═════ Provided material

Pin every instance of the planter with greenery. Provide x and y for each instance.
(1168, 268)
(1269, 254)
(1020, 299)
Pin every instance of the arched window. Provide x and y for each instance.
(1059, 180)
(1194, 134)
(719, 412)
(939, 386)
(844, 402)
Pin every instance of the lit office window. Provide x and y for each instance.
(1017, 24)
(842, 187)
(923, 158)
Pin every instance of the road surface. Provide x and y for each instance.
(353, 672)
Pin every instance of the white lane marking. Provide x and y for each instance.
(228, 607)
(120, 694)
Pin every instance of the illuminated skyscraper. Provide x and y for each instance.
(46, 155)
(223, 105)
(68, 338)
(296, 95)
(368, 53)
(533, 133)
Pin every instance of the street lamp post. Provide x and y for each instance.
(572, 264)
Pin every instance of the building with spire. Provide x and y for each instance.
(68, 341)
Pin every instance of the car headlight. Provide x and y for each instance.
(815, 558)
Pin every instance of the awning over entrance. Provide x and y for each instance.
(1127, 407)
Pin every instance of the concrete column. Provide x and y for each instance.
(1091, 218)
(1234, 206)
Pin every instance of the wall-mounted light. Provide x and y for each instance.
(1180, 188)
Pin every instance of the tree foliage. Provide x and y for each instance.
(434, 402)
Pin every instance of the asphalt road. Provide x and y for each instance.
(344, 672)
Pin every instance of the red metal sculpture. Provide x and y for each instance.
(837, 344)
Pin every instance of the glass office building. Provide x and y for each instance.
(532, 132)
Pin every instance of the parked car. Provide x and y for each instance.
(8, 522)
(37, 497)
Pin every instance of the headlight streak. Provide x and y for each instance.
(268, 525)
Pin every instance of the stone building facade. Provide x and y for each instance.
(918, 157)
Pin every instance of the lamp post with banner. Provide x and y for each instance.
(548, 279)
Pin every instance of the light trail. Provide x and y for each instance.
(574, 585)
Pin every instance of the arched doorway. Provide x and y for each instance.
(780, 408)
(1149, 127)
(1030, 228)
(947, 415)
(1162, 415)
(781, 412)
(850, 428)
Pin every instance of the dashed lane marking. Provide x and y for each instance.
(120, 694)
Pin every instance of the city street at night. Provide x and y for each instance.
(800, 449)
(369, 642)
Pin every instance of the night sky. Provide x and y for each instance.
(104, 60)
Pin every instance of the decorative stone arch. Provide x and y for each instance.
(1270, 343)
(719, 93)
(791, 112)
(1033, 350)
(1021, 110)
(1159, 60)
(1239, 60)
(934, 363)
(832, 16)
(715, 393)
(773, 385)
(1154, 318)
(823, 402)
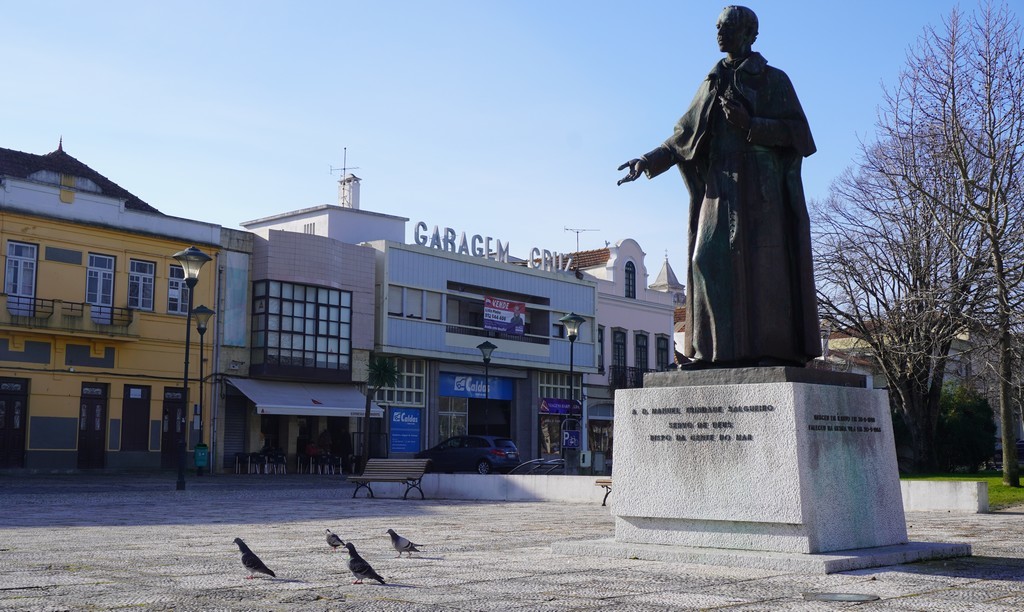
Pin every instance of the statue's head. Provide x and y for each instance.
(737, 29)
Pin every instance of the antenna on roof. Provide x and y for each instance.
(348, 185)
(344, 165)
(578, 230)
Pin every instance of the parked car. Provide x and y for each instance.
(482, 454)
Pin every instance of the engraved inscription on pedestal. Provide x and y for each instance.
(783, 466)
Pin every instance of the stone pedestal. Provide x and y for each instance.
(777, 467)
(766, 464)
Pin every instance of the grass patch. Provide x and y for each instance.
(999, 495)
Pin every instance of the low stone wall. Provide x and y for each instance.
(500, 487)
(945, 495)
(919, 495)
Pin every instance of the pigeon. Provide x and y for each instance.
(401, 544)
(360, 569)
(334, 540)
(251, 561)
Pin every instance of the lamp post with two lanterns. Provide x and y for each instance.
(192, 260)
(202, 314)
(571, 321)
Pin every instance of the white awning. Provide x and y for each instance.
(307, 399)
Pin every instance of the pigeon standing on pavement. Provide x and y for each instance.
(334, 540)
(251, 561)
(360, 569)
(402, 544)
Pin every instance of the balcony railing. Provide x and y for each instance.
(621, 377)
(58, 315)
(469, 331)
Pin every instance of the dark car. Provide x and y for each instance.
(482, 454)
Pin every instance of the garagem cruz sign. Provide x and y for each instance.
(449, 239)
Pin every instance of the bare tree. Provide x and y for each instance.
(941, 181)
(972, 90)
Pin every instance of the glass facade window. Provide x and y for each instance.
(19, 278)
(177, 291)
(453, 417)
(301, 325)
(640, 347)
(140, 282)
(99, 287)
(662, 352)
(555, 384)
(617, 348)
(631, 279)
(411, 388)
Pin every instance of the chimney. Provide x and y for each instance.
(348, 191)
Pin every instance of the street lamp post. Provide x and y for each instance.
(202, 314)
(572, 322)
(485, 348)
(192, 260)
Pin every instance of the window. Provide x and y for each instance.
(411, 386)
(617, 348)
(301, 325)
(453, 417)
(412, 303)
(640, 358)
(662, 352)
(99, 287)
(19, 280)
(555, 384)
(433, 302)
(140, 282)
(177, 291)
(631, 280)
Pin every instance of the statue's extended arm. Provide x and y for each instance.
(636, 167)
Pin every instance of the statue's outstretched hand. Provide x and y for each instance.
(636, 168)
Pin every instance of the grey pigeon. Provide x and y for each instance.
(360, 569)
(251, 561)
(401, 544)
(334, 540)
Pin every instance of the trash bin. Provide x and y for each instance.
(202, 456)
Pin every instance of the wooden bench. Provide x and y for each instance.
(606, 483)
(386, 470)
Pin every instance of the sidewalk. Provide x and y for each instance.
(105, 541)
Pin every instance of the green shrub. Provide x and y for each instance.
(966, 431)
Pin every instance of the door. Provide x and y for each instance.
(13, 413)
(92, 427)
(172, 427)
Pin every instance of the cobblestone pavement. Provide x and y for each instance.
(115, 541)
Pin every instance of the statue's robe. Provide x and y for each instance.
(750, 297)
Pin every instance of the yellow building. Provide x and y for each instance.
(93, 319)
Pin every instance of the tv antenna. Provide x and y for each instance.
(578, 230)
(344, 166)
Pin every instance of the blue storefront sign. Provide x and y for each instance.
(404, 430)
(554, 405)
(467, 385)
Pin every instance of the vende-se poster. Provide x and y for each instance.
(504, 315)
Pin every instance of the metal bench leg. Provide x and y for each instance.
(413, 484)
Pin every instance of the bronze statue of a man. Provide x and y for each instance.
(750, 298)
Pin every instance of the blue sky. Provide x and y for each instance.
(504, 119)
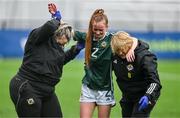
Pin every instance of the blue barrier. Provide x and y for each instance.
(163, 44)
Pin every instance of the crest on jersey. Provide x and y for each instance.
(103, 44)
(130, 67)
(30, 101)
(115, 61)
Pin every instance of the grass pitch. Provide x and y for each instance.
(68, 90)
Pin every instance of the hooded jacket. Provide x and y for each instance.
(43, 57)
(138, 78)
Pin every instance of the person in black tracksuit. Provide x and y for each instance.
(138, 80)
(32, 89)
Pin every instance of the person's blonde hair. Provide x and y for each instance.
(121, 42)
(97, 16)
(64, 29)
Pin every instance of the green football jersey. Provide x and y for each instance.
(98, 75)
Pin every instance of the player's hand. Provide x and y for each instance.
(54, 12)
(80, 45)
(130, 56)
(52, 8)
(143, 103)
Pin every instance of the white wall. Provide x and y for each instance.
(133, 15)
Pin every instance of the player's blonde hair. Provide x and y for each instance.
(97, 16)
(121, 42)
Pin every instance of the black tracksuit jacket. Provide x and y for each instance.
(138, 78)
(44, 58)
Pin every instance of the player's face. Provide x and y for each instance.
(99, 29)
(122, 53)
(62, 40)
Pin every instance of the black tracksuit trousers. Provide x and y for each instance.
(30, 103)
(130, 109)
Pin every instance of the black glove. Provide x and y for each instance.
(80, 45)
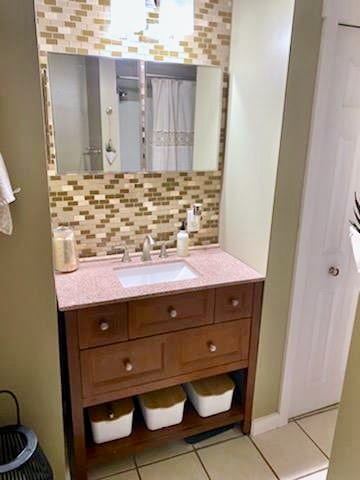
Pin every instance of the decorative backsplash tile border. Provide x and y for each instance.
(107, 210)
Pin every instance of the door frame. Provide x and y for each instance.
(335, 12)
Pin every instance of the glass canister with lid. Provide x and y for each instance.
(64, 250)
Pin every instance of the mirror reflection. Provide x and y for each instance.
(126, 115)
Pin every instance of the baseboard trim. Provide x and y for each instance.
(264, 424)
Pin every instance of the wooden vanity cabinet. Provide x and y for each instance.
(125, 349)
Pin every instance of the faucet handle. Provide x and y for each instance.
(126, 257)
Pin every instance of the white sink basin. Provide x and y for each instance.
(151, 274)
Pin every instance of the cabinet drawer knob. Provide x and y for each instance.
(172, 312)
(212, 347)
(128, 366)
(104, 326)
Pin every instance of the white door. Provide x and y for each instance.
(326, 283)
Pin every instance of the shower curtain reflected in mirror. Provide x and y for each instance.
(171, 119)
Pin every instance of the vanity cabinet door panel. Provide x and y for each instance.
(111, 368)
(170, 313)
(102, 325)
(212, 346)
(234, 302)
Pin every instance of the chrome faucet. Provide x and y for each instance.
(149, 242)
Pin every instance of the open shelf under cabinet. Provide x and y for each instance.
(142, 438)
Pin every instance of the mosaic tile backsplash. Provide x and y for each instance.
(107, 210)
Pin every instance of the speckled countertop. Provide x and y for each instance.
(96, 282)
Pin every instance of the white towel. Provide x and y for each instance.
(6, 197)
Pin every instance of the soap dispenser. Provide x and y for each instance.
(182, 242)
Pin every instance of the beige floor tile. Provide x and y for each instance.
(290, 452)
(111, 468)
(237, 459)
(185, 467)
(125, 476)
(162, 453)
(228, 435)
(321, 428)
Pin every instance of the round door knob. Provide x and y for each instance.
(173, 313)
(334, 271)
(104, 326)
(212, 347)
(235, 302)
(128, 366)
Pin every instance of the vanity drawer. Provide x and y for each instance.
(102, 325)
(233, 303)
(212, 346)
(170, 313)
(111, 368)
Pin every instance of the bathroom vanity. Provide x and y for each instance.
(124, 341)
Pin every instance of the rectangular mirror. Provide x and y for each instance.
(125, 115)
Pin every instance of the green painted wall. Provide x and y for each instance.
(304, 55)
(29, 357)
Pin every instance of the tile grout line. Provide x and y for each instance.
(311, 474)
(330, 408)
(136, 467)
(264, 458)
(109, 477)
(162, 459)
(313, 441)
(219, 442)
(202, 464)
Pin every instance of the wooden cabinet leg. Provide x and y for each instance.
(254, 343)
(78, 453)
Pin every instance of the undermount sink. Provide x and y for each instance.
(151, 274)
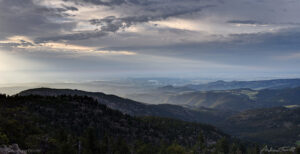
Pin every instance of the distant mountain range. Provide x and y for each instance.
(256, 85)
(135, 108)
(235, 100)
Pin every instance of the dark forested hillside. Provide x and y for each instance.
(136, 108)
(66, 124)
(278, 126)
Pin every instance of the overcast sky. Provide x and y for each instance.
(79, 40)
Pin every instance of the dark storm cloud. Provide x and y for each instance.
(252, 22)
(24, 17)
(113, 24)
(75, 36)
(22, 43)
(129, 2)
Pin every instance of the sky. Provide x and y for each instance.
(80, 40)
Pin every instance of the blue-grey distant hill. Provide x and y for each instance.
(256, 85)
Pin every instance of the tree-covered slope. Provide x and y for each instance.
(68, 124)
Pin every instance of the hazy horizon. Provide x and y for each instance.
(86, 40)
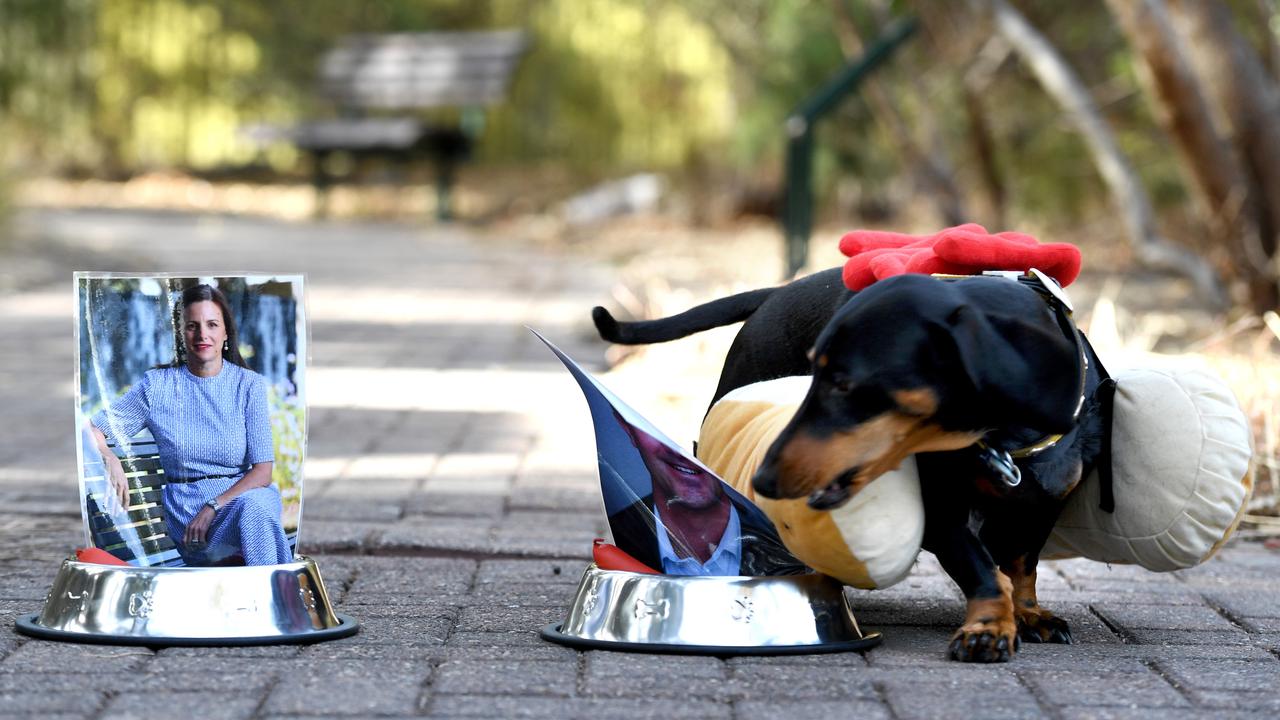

══════════

Directions for this task:
Please locate every line in the items above that contains the word "drawer" and copy each of those lines in full.

Exercise result:
Pin every instance of the cabinet drawer knob. Provide x and y for each instance.
Pin every instance of the vanity drawer. Provide x and y for each instance.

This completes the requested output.